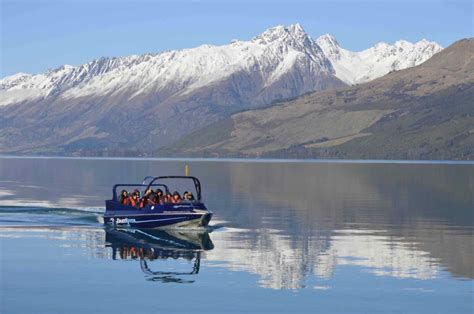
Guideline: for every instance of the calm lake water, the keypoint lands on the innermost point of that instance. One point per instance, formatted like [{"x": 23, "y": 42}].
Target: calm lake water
[{"x": 286, "y": 237}]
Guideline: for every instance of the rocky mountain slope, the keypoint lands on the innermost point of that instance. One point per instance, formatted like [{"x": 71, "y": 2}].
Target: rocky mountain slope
[
  {"x": 139, "y": 103},
  {"x": 424, "y": 112}
]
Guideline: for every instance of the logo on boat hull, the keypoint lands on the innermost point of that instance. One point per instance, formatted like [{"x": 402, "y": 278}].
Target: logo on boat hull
[{"x": 124, "y": 220}]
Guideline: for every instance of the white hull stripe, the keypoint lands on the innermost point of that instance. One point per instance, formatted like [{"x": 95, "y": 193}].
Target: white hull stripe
[{"x": 144, "y": 221}]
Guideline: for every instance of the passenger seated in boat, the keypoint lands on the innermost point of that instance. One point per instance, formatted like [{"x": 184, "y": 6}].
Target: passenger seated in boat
[
  {"x": 159, "y": 196},
  {"x": 124, "y": 197},
  {"x": 176, "y": 198},
  {"x": 135, "y": 199},
  {"x": 190, "y": 197},
  {"x": 167, "y": 198}
]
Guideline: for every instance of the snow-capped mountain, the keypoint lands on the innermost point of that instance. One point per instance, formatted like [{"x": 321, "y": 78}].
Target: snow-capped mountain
[
  {"x": 269, "y": 56},
  {"x": 359, "y": 67},
  {"x": 171, "y": 93}
]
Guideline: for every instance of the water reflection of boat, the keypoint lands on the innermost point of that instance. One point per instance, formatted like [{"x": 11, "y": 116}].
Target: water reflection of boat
[
  {"x": 150, "y": 245},
  {"x": 187, "y": 213}
]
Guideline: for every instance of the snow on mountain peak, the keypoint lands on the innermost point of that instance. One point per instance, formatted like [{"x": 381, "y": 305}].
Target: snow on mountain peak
[
  {"x": 330, "y": 46},
  {"x": 274, "y": 52},
  {"x": 382, "y": 58},
  {"x": 293, "y": 35}
]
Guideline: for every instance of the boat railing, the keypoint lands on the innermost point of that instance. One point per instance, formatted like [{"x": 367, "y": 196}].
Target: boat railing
[
  {"x": 138, "y": 185},
  {"x": 197, "y": 183}
]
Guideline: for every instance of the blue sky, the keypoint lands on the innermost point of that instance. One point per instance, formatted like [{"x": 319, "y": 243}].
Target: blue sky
[{"x": 39, "y": 35}]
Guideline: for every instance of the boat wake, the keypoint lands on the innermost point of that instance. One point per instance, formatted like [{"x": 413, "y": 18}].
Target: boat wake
[{"x": 49, "y": 216}]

******

| Challenge |
Rewrite the material above as a JSON list of strings, with one string for each line and no blank lines. Include every line except the picture.

| Solution |
[
  "Guideline: for every instance of the calm lake water, the keypoint lands on the innermost point of that instance. One point per instance, formatted like [{\"x\": 23, \"y\": 42}].",
  "Target: calm lake water",
  "[{\"x\": 286, \"y\": 237}]",
  "Guideline: for every instance of the rocky mountain slope, the keypoint lands on the innermost point of that instance. One point per instance, formatted like [{\"x\": 71, \"y\": 2}].",
  "Target: rocky mountain slope",
  "[",
  "  {\"x\": 139, \"y\": 103},",
  "  {\"x\": 424, \"y\": 112}",
  "]",
  "Guideline: for every instance of the logo on boat hull, the keypoint lands on the innermost point of that instance. One point per instance, formatted like [{\"x\": 402, \"y\": 278}].",
  "Target: logo on boat hull",
  "[{\"x\": 124, \"y\": 220}]",
  "Guideline: for every instance of the white hull stripe, the keypoint lands on the innermost point of that instance. One point per instance, formatted like [{\"x\": 95, \"y\": 193}].",
  "Target: white hull stripe",
  "[{\"x\": 144, \"y\": 221}]",
  "Guideline: for every instance of the passenger seated in boat, the keypoint lands on the innermost point of that instance. One point per instance, formatted like [{\"x\": 184, \"y\": 6}].",
  "Target: passenger seated in boat",
  "[",
  "  {\"x\": 159, \"y\": 196},",
  "  {\"x\": 124, \"y\": 197},",
  "  {\"x\": 176, \"y\": 198},",
  "  {\"x\": 135, \"y\": 199},",
  "  {\"x\": 190, \"y\": 197},",
  "  {\"x\": 167, \"y\": 198}",
  "]",
  "Guideline: for every instance of the snow-capped mountain, the keypoint lands on the innermost point of that instance. One point per instance, formatted like [{\"x\": 321, \"y\": 78}].",
  "Target: snow-capped mountain",
  "[",
  "  {\"x\": 269, \"y\": 56},",
  "  {\"x\": 359, \"y\": 67},",
  "  {\"x\": 171, \"y\": 93}",
  "]",
  "Guideline: for every instance of the water reflection of boat, the keypoint lands on the innermost point of that instance. One point per instance, formatted like [{\"x\": 11, \"y\": 116}].",
  "Target: water reflection of boat",
  "[",
  "  {\"x\": 150, \"y\": 245},",
  "  {\"x\": 187, \"y\": 213}",
  "]",
  "Guideline: for every instance of the snow on mountain peak, the keypoint lands on the innermost point of that instance. One point per instance, formatted like [{\"x\": 381, \"y\": 305}].",
  "Target: snow on mountain peak",
  "[",
  "  {\"x\": 330, \"y\": 46},",
  "  {\"x\": 274, \"y\": 52},",
  "  {\"x\": 382, \"y\": 58},",
  "  {\"x\": 293, \"y\": 35}",
  "]",
  "Guideline: for every instance of the boat railing, the keypoint lands on the innermost point of that instance. One point per instance, formatted like [{\"x\": 367, \"y\": 196}].",
  "Target: boat railing",
  "[",
  "  {\"x\": 138, \"y\": 185},",
  "  {\"x\": 197, \"y\": 183}",
  "]",
  "Guideline: for every instance of the blue sky, the keypoint lands on the innermost point of that instance. One point per instance, formatted like [{\"x\": 319, \"y\": 243}].",
  "Target: blue sky",
  "[{\"x\": 39, \"y\": 35}]",
  "Guideline: for every instance of the boat wake, the keypoint lands on the innermost point of that instance. One point per instance, formatted like [{\"x\": 413, \"y\": 18}].",
  "Target: boat wake",
  "[{\"x\": 49, \"y\": 216}]"
]